▶ _TRY IT_: All of the records must come back exactly. Please repeat them in full.

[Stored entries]
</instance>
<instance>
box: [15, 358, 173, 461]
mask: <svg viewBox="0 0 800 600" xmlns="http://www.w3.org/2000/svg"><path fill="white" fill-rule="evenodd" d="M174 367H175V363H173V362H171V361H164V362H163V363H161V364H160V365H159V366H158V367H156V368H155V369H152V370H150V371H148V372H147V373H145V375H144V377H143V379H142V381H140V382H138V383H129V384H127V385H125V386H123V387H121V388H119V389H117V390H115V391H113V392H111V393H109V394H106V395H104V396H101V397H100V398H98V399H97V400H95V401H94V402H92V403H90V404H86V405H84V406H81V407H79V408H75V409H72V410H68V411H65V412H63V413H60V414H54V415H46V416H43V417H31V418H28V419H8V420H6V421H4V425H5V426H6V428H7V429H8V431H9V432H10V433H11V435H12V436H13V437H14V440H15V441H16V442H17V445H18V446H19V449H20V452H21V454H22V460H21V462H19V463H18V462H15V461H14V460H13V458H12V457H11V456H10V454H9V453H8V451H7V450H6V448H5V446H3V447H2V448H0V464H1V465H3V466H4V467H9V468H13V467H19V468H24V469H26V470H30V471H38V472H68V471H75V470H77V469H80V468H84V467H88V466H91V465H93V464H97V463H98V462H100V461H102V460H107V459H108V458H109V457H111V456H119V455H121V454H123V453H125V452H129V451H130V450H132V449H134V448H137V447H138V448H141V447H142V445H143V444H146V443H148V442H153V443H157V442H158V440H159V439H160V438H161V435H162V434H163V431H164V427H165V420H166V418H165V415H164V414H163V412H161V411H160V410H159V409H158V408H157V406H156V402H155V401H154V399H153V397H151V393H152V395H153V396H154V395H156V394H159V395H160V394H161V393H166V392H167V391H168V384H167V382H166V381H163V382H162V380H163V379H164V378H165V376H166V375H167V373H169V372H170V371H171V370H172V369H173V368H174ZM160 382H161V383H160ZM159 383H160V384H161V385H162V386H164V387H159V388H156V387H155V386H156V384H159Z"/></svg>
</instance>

▶ _OUTPUT_:
</instance>
<instance>
box: [15, 358, 173, 461]
mask: <svg viewBox="0 0 800 600" xmlns="http://www.w3.org/2000/svg"><path fill="white" fill-rule="evenodd" d="M174 367H175V363H173V362H171V361H164V362H163V363H161V364H160V365H159V366H158V367H156V368H155V369H152V370H150V371H148V372H147V373H145V375H144V377H143V379H142V381H140V382H138V383H129V384H127V385H125V386H123V387H121V388H119V389H117V390H115V391H113V392H111V393H109V394H106V395H104V396H101V397H100V398H98V399H97V400H95V401H94V402H92V403H90V404H86V405H84V406H81V407H79V408H75V409H72V410H68V411H65V412H63V413H60V414H54V415H46V416H43V417H31V418H28V419H8V420H6V421H4V425H5V426H6V428H7V429H8V431H9V432H10V433H11V435H12V436H13V437H14V440H15V441H16V442H17V445H18V446H19V449H20V452H21V454H22V460H21V462H19V463H18V462H15V461H14V460H13V458H12V457H11V456H10V454H9V453H8V451H7V450H6V448H5V446H3V447H2V448H0V464H1V465H3V466H4V467H9V468H13V467H19V468H24V469H26V470H30V471H38V472H68V471H75V470H77V469H80V468H84V467H88V466H91V465H93V464H97V463H98V462H100V461H102V460H107V459H108V458H109V457H111V456H119V455H121V454H123V453H125V452H129V451H130V450H132V449H134V448H137V447H138V448H141V447H142V445H143V444H146V443H148V442H153V443H157V442H158V440H159V439H160V438H161V435H162V434H163V431H164V427H165V420H166V418H165V415H164V414H163V412H161V411H160V410H159V409H158V408H157V406H156V402H155V401H154V399H153V397H151V393H152V395H153V396H154V395H156V394H159V395H160V394H161V393H166V392H167V391H168V384H167V382H166V381H163V382H162V380H163V379H164V378H165V376H166V375H167V373H169V372H170V371H171V370H172V369H173V368H174ZM160 382H161V383H160ZM159 383H160V384H161V385H162V386H164V387H159V388H156V387H155V386H156V384H159Z"/></svg>
</instance>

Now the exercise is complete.